(Written problem) Write out the items word for word, from the start through the line with "[211,95,248,106]", including that line. Leave the pictures out of your answer.

Bounding-box records:
Begin
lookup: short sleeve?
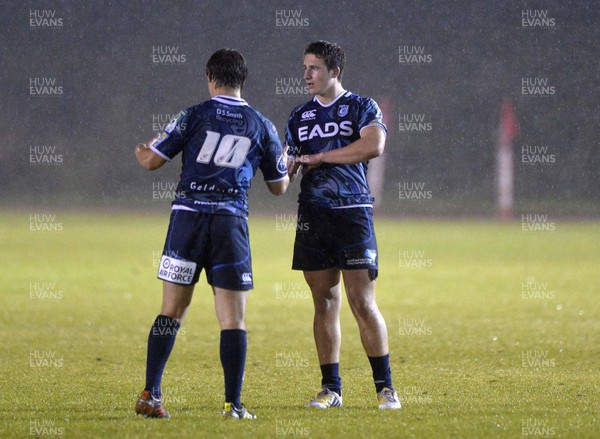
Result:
[149,110,191,161]
[260,120,287,183]
[358,98,387,134]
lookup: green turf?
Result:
[0,212,600,438]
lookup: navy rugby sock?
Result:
[321,363,342,396]
[367,354,394,392]
[145,315,180,398]
[220,329,248,407]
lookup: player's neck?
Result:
[317,82,346,105]
[210,87,242,99]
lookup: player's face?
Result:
[304,53,337,96]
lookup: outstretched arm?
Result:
[135,134,167,171]
[296,127,385,168]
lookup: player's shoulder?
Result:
[288,98,317,122]
[245,104,277,133]
[340,91,377,106]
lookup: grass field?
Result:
[0,212,600,438]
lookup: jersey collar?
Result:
[313,90,351,108]
[211,95,248,106]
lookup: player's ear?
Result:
[331,67,342,80]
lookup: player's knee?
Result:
[348,294,378,319]
[313,294,340,314]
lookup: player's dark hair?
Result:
[304,40,346,81]
[206,49,248,90]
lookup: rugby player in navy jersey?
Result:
[286,41,401,409]
[135,49,289,419]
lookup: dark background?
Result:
[0,0,600,217]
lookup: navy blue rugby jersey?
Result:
[286,91,387,209]
[150,96,287,217]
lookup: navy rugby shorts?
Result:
[292,204,378,279]
[157,210,254,291]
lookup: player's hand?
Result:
[283,144,302,181]
[296,152,323,174]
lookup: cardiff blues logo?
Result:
[338,105,348,117]
[365,249,377,263]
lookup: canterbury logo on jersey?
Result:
[298,120,354,142]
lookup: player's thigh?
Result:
[304,268,341,305]
[213,287,250,330]
[292,204,338,271]
[161,281,194,319]
[342,269,375,303]
[206,215,254,291]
End
(Response)
lookup: short sleeve?
Result:
[149,110,191,161]
[260,120,287,183]
[358,98,387,134]
lookup: green turf?
Result:
[0,212,600,438]
lookup: navy rugby sock?
Result:
[321,363,342,396]
[367,354,394,392]
[145,315,180,398]
[220,329,248,407]
lookup: player's neck?
Result:
[317,82,346,105]
[210,87,242,99]
lookup: player's face?
Result:
[304,53,337,96]
lookup: outstretched arm?
Result:
[135,134,167,171]
[296,127,385,168]
lookup: player's shoulder?
Result:
[288,98,317,122]
[245,104,277,133]
[340,91,377,106]
lookup: grass field?
Result:
[0,212,600,438]
lookup: jersey collar?
Result:
[313,90,351,108]
[211,95,248,106]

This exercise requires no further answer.